= WHAT YOU NEED TO DO =
**a.** Please reproduce the part of the comment thread starting with "Look what is" and going on through "for your customers.".
**b.** In the comment thread, what share of the spam on Yahoo does one commenter expect would be eliminated by dropping websites that use redirects?

= TEXT PASSAGE =
☆ ☆ ☆ ☆ ☆
Thank you so much for your time, Andrei, and to all our readers. Please leave us a comment below and let us know what you thought!

Comments

///AltaVista had almost perfect bad timing; it started with huge technology advantage but an unsustainable business model at that time, and squandered its early lead in core search competency.

What kind of answer is THAT?!

Apparently, people WILL NOT learn from past mistakes
People do not want to deeply self-critique
People do practice denial

Unfortunatly, this spells bad news for Yahoo

Ironically, Yahoo IS becoming that AltaVista (deja vous')

A few years ago, Yahoo had the lead that Google has now, WITH A FOUR YEAR HEAD START!!!

Look what is happening :-(

WE ALL HAVE CONSTANT OPPORTUNITIES TO LEARN FROM THE PAST!!! Whether we choose to.......

Is it possble to implement, or does the technology already exist, to filter out and drop websites that utilize redirects, before and after indexing?

It would seem to me that this would eliminate 75% of the spam that exists on Yahoo, and reward those of us who work hard to create valuable websites and content for your customers.

Thanks

Thanks

"The third generation, still in progress, is about text semantics and analysis, where you starting to understand what the queries are about. That’s roughly where the paper stops . And now there are things like Yahoo! Shortcuts, or a lot of the information that is derived from the meaning of the query. Semantic, shortcuts, local search all seems to be taking off." Strangely no one ever seems to mention serious empirical study of query types that affect critical decisions, but don't occur via search engines, e.g. answers to questionnaires that citizens ask during elections. Without this, and the underlying policy terms they include and imply, you'll have a very difficult time getting at any "meaning. Without knowing the decision taking place (in that case a vote or a decision to endorse or simply to score a candidate or party), a concept of the domain involved, and a concept of the words one finds in the query and in the response, you'll be able to get more than surface scratches at the meaning.
☆ ☆ ☆ ☆ ☆
= SOURCE EXCERPT =
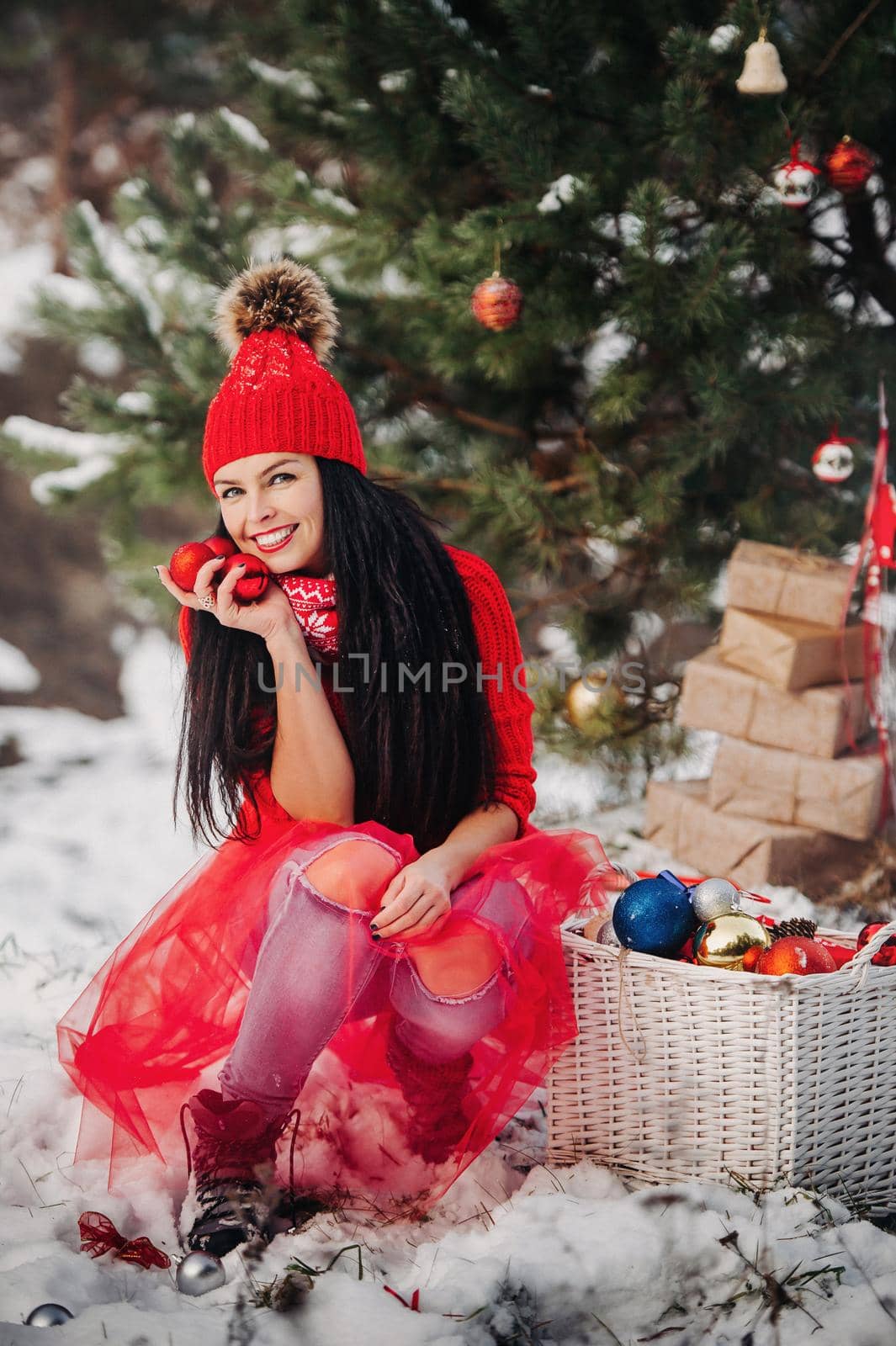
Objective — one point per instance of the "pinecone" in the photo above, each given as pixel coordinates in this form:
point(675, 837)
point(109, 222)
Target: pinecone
☆ ☆ ☆ ☆ ☆
= RESULTS =
**a.**
Look what is happening :-(

WE ALL HAVE CONSTANT OPPORTUNITIES TO LEARN FROM THE PAST!!! Whether we choose to.......

Is it possble to implement, or does the technology already exist, to filter out and drop websites that utilize redirects, before and after indexing?

It would seem to me that this would eliminate 75% of the spam that exists on Yahoo, and reward those of us who work hard to create valuable websites and content for your customers.

**b.** 75%